# EXERCISE MATERIAL
## Begin
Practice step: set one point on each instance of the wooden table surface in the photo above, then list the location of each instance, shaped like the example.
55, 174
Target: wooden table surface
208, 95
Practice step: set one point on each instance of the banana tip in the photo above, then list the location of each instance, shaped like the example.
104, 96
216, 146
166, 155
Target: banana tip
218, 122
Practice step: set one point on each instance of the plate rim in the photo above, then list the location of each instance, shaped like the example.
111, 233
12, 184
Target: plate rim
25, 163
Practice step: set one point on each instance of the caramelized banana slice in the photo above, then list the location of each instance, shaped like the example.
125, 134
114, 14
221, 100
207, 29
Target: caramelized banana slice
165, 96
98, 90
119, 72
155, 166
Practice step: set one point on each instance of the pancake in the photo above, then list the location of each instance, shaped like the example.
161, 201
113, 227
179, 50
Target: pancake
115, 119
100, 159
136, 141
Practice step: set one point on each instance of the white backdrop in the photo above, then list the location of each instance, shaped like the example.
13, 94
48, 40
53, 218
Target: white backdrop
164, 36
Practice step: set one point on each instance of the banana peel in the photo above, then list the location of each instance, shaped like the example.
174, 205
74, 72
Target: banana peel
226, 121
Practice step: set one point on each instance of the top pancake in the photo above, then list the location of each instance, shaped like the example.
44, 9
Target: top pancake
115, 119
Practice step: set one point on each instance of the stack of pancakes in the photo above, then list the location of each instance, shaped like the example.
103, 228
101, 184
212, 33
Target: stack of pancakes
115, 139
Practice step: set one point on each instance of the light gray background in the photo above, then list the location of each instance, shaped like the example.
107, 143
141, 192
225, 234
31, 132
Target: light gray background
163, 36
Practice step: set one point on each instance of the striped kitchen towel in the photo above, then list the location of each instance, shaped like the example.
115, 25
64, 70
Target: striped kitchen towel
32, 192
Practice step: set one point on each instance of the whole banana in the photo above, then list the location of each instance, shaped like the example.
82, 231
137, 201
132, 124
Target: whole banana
## End
# WHAT TO DO
The records above are to be repeated exactly, in their entirety.

# THE OUTPUT
Practice step: set one point on each instance of the wooden table surface in the photo above, then list the location of each instance, shaped like the example.
55, 174
Target: wooden table surface
208, 95
Practice step: set one point on each instance of the banana tip in the photo above, then list the location of each instance, shaped like the example.
104, 96
216, 146
166, 155
Target: banana tip
218, 122
Practice step: set one point on each instance of the plate rim in the photo above, then list the location of each instance, shaped like the example.
111, 233
12, 184
Target: plate rim
25, 163
Practice step: set one point on each instance of the caramelized banana slice in the photo above, then list the location of each instance, shaped like the example.
125, 134
114, 14
221, 100
207, 29
Target: caramelized banana slice
165, 96
98, 90
119, 72
155, 166
Practice step: set one point on each instance of the pancake in the photo above, then list the location of each instance, shaped like the example.
161, 201
113, 227
179, 50
Target: pancake
115, 119
100, 159
136, 141
Practice step: set one point on each instance of the white backdrop in the photo above, then list the location of each instance, shaped like the example.
13, 94
48, 40
53, 218
Target: white backdrop
164, 36
Practice step: set one point on each instance of the banana peel in the photo above, then list the location of each instance, shaped like the example.
174, 205
74, 72
Target: banana peel
226, 121
Practice step: set one point on each instance of the top pancake in the photo above, then list the location of each instance, shaped like the example.
44, 9
Target: top pancake
115, 119
Practice step: set one point on each instance of the stack of pancakes in the photo above, then list the location of each instance, shaped like the example.
103, 228
101, 184
212, 33
Target: stack of pancakes
115, 139
Practice step: set one point on each instance of the light gray background in the photo above, then list the location of each instance, shaped like the example.
107, 143
141, 192
225, 234
31, 132
Target: light gray background
163, 36
Practice step: set one point on each instance of the striped kitchen towel in the photo above, then list the location of each instance, shaped like the example.
115, 25
64, 70
Target: striped kitchen towel
32, 192
Practice step: set one point on each instance of the whole banana in the photo above, then list the location of each instance, shaped like the example.
82, 231
137, 201
132, 124
Target: whole banana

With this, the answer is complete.